* _ENTRIES PROVIDED_
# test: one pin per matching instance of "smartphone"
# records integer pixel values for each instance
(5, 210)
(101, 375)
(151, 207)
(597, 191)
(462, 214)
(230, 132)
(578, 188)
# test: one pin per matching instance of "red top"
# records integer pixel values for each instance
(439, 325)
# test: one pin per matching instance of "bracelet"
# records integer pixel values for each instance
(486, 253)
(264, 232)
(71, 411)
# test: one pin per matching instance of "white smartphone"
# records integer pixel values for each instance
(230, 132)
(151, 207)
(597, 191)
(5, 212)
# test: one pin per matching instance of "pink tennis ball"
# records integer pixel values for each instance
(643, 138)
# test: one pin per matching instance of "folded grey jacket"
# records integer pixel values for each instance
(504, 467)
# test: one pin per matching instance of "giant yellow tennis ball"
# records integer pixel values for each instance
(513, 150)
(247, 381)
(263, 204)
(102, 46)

...

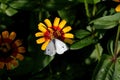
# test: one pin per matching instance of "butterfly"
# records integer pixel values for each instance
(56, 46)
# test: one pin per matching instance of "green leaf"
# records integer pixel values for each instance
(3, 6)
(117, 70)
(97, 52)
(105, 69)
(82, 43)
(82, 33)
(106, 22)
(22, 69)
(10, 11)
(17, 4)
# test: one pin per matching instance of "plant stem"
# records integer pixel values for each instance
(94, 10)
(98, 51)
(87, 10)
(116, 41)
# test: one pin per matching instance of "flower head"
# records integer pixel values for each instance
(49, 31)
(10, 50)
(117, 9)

* * *

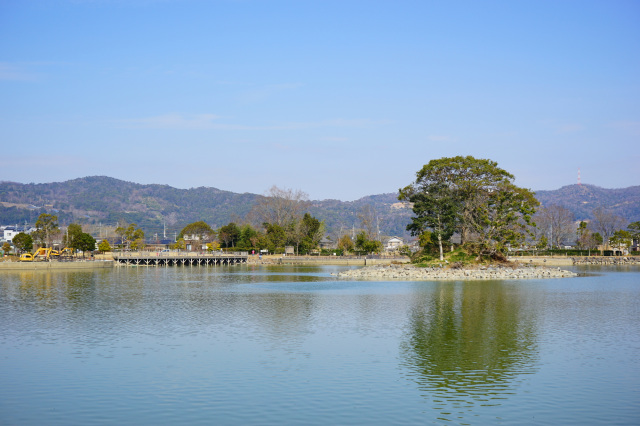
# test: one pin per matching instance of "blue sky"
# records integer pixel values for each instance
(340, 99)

* _TASK GOAL_
For the records given here, say how many lines hold the string "tennis", with no further words.

* _OUTPUT OF THE TASK_
2